#### Excerpt to read ####

The music is composed, arranged and produced by Arfaaz & Anurag.

| No. | Title | Lyrics | Singer(s)/ Composer | Length |
|---|---|---|---|---|
| 1. | "Desi Opera (Pa pa pa)" | Amit Masurkar | Namit Das & Pia Sukanya | 1:19 |
| 2. | "How We're Hangin Out" | Arfaaz & Anurag | Arfaaz Kagalwala & Nisha Idicula | 3:26 |
| 3. | "Sarangi Blues" |  | Composition and performance : Yuji Nakagawa | 1:56 |
| 4. | "Fall of Dulal" |  | Accordion: Charles Srinivasan Guitar: Anurag Shanker | 2:12 |
| 5. | "Sewri Capella" |  | Arfaaz Kagalwala | 1:48 |
| 6. | "The Colaba Song" | Neeraj Rajawat | Namit Das, Arfaaz Kagalwala | 2:56 |
| 7. | "Journey Through The Village" |  | Hammered Dulcimer: Max ZT | 1:02 |
| 8. | "Juhu" |  | Trumpet: Agnelo Picardo Guitar, Piano: Anurag Shanker | 1:35 |
| 9. | "Ice Cream" |  | Trumpet: Agnelo Picardo; Guitar, Bass, Piano: Anurag Shanker | 2:07 |
| 10. | "Cocaine Surfin'" |  | Guitar: Anurag Shanker | 0:43 |
| 11. | "Duurr" | Satyanshu and Devanshu Singh | Siddharth Basrur | 4:12 |
| 12. | "Satellite" | Arfaaz Kagalwala | Arfaaz Kagalwala & Bass: Anurag Shanker | 2:55 |

== Critical reception ==
The film has overall positive reviews.
Farhan Akhtar mentions "Contemporary filmmaking at its best! Watch it!”
The co-writer of Pulp Fiction, Roger Avary watched the film in Los Angeles and emailed, "[Sulemani Keeda] reminds me of my early years with Quentin Tarantino! A free-wheeling, manic comedy about how the folly of ambition can alter a friendship."

Deborah Young reviewing the film in The Hollywood Reporter writes, "The film's brash, open-hearted spirit is full of giggly jokes that get the audience on the boys' side. There's much to appreciate in the inventive mise-en-scene and creative editing."

####

- What this task involves
Reproduce the soundtrack and critical reception passage word for word, in full, before moving on.

#### Dataset content ####

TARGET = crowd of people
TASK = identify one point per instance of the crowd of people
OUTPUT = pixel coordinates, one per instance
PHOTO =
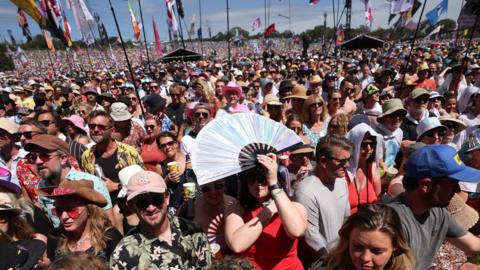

####

- Right answer
The music is composed, arranged and produced by Arfaaz & Anurag.

| No. | Title | Lyrics | Singer(s)/ Composer | Length |
|---|---|---|---|---|
| 1. | "Desi Opera (Pa pa pa)" | Amit Masurkar | Namit Das & Pia Sukanya | 1:19 |
| 2. | "How We're Hangin Out" | Arfaaz & Anurag | Arfaaz Kagalwala & Nisha Idicula | 3:26 |
| 3. | "Sarangi Blues" |  | Composition and performance : Yuji Nakagawa | 1:56 |
| 4. | "Fall of Dulal" |  | Accordion: Charles Srinivasan Guitar: Anurag Shanker | 2:12 |
| 5. | "Sewri Capella" |  | Arfaaz Kagalwala | 1:48 |
| 6. | "The Colaba Song" | Neeraj Rajawat | Namit Das, Arfaaz Kagalwala | 2:56 |
| 7. | "Journey Through The Village" |  | Hammered Dulcimer: Max ZT | 1:02 |
| 8. | "Juhu" |  | Trumpet: Agnelo Picardo Guitar, Piano: Anurag Shanker | 1:35 |
| 9. | "Ice Cream" |  | Trumpet: Agnelo Picardo; Guitar, Bass, Piano: Anurag Shanker | 2:07 |
| 10. | "Cocaine Surfin'" |  | Guitar: Anurag Shanker | 0:43 |
| 11. | "Duurr" | Satyanshu and Devanshu Singh | Siddharth Basrur | 4:12 |
| 12. | "Satellite" | Arfaaz Kagalwala | Arfaaz Kagalwala & Bass: Anurag Shanker | 2:55 |

== Critical reception ==
The film has overall positive reviews.
Farhan Akhtar mentions "Contemporary filmmaking at its best! Watch it!”
The co-writer of Pulp Fiction, Roger Avary watched the film in Los Angeles and emailed, "[Sulemani Keeda] reminds me of my early years with Quentin Tarantino! A free-wheeling, manic comedy about how the folly of ambition can alter a friendship."

Deborah Young reviewing the film in The Hollywood Reporter writes, "The film's brash, open-hearted spirit is full of giggly jokes that get the audience on the boys' side. There's much to appreciate in the inventive mise-en-scene and creative editing."